## [Stated exercise]
Present every line of the listing below as a numbered list, omitting any blank lines.

## [Recorded data]
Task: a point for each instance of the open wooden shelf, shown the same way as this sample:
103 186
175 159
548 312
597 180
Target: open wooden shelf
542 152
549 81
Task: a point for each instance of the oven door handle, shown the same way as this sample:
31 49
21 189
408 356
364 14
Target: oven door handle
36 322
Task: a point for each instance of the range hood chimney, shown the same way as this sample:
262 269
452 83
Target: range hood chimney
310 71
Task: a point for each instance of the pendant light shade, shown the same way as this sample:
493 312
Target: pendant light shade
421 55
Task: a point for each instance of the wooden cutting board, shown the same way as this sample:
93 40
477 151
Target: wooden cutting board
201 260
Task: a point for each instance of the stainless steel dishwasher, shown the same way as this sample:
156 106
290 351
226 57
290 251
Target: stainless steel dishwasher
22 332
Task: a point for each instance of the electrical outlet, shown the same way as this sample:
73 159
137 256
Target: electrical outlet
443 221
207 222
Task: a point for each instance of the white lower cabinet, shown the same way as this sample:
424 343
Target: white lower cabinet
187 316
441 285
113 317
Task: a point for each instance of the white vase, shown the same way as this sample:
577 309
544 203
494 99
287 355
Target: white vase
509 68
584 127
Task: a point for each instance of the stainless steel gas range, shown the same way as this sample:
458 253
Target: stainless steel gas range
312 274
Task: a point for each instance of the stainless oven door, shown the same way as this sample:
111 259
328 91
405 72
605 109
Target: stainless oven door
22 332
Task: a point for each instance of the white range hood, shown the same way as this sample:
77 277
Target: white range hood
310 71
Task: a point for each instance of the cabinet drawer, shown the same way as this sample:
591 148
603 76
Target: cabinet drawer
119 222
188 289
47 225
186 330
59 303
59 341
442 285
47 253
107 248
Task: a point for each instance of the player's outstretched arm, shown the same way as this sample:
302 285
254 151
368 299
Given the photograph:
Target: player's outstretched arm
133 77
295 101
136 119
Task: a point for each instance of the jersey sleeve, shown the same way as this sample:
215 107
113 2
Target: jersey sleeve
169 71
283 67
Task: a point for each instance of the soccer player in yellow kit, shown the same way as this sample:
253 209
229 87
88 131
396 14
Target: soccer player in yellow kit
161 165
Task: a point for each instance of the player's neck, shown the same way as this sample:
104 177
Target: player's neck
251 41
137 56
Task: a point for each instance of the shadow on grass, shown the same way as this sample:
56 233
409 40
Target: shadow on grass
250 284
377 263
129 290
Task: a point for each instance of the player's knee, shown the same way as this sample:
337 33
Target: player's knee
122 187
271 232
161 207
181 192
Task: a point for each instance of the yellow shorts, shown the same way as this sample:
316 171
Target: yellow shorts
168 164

## [Answer to this task]
1. Task: a point for each instance of the open wooden shelf, shown the same way as this sample:
2. 103 186
3. 175 159
4. 548 312
5. 597 180
6. Target: open wooden shelf
7. 542 152
8. 549 81
9. Task: a point for each instance of the oven door handle, shown the same way as this sample:
10. 31 49
11. 21 189
12. 408 356
13. 364 14
14. Target: oven door handle
15. 36 322
16. Task: a point for each instance of the range hood chimney, shown the same way as this sample:
17. 262 269
18. 452 83
19. Target: range hood chimney
20. 310 71
21. Task: a point for each instance of the pendant light shade, shown the same way as this sample:
22. 493 312
23. Target: pendant light shade
24. 421 55
25. Task: a point for each instance of the wooden cutting board, shown the same way as this sample:
26. 93 40
27. 477 151
28. Target: wooden cutting board
29. 201 260
30. Task: a point for each instance of the stainless steel dishwasher, shown the same way as this sample:
31. 156 106
32. 290 351
33. 226 57
34. 290 251
35. Target: stainless steel dishwasher
36. 22 332
37. Task: a point for each instance of the electrical outlet, shown the same way as this sample:
38. 73 159
39. 137 256
40. Target: electrical outlet
41. 443 221
42. 207 222
43. Task: a point for each instance of the white lower cabinet, shown the same way as this sample:
44. 424 343
45. Target: white lower cabinet
46. 187 316
47. 441 285
48. 113 317
49. Task: a point for each instance of the white vase, shown the same way as this sample:
50. 577 309
51. 544 203
52. 494 99
53. 287 355
54. Target: white vase
55. 509 68
56. 584 127
57. Task: a point for each instance of the stainless steel gas range, shown the same way as this sample:
58. 458 253
59. Target: stainless steel gas range
60. 312 274
61. Task: a point for each instance of the stainless oven door, shown the same way as this sample:
62. 111 259
63. 328 91
64. 405 72
65. 605 109
66. Target: stainless oven door
67. 22 332
68. Task: a point for each instance of the white range hood, shown the same way as this sample:
69. 77 277
70. Target: white range hood
71. 310 71
72. Task: a point for each instance of the cabinet drawer, shown the same way as this sample:
73. 591 148
74. 603 76
75. Target: cabinet drawer
76. 119 222
77. 188 289
78. 47 225
79. 186 330
80. 59 303
81. 59 341
82. 442 285
83. 47 253
84. 107 248
85. Task: a point for each instance of the player's outstretched arm, shown the same way as this sample:
86. 302 285
87. 254 151
88. 368 299
89. Given the photograph:
90. Target: player's outstretched arm
91. 133 77
92. 295 101
93. 136 119
94. Task: a point for each instance of the jersey sleeve, shown the same way as this sample:
95. 215 107
96. 113 2
97. Target: jersey sleeve
98. 169 71
99. 283 67
100. Task: a point for each instance of the soccer player in yellow kit, shown the same way as this sample:
101. 253 209
102. 229 87
103. 88 131
104. 396 14
105. Target: soccer player in yellow kit
106. 161 165
107. Task: a point for each instance of the player's neck, shown the same way as this sample:
108. 104 177
109. Target: player's neck
110. 251 41
111. 137 56
112. Task: a point for each instance of the shadow on grass, shown the same way as this sample:
113. 56 233
114. 409 40
115. Target: shadow on grass
116. 250 284
117. 377 263
118. 129 290
119. Task: a point for each instance of the player's knee, shown the same way as this sample:
120. 337 33
121. Target: player's knee
122. 122 187
123. 271 232
124. 161 207
125. 181 192
126. Task: a point for each instance of the yellow shorts, shown the same way as this sample:
127. 316 171
128. Target: yellow shorts
129. 168 164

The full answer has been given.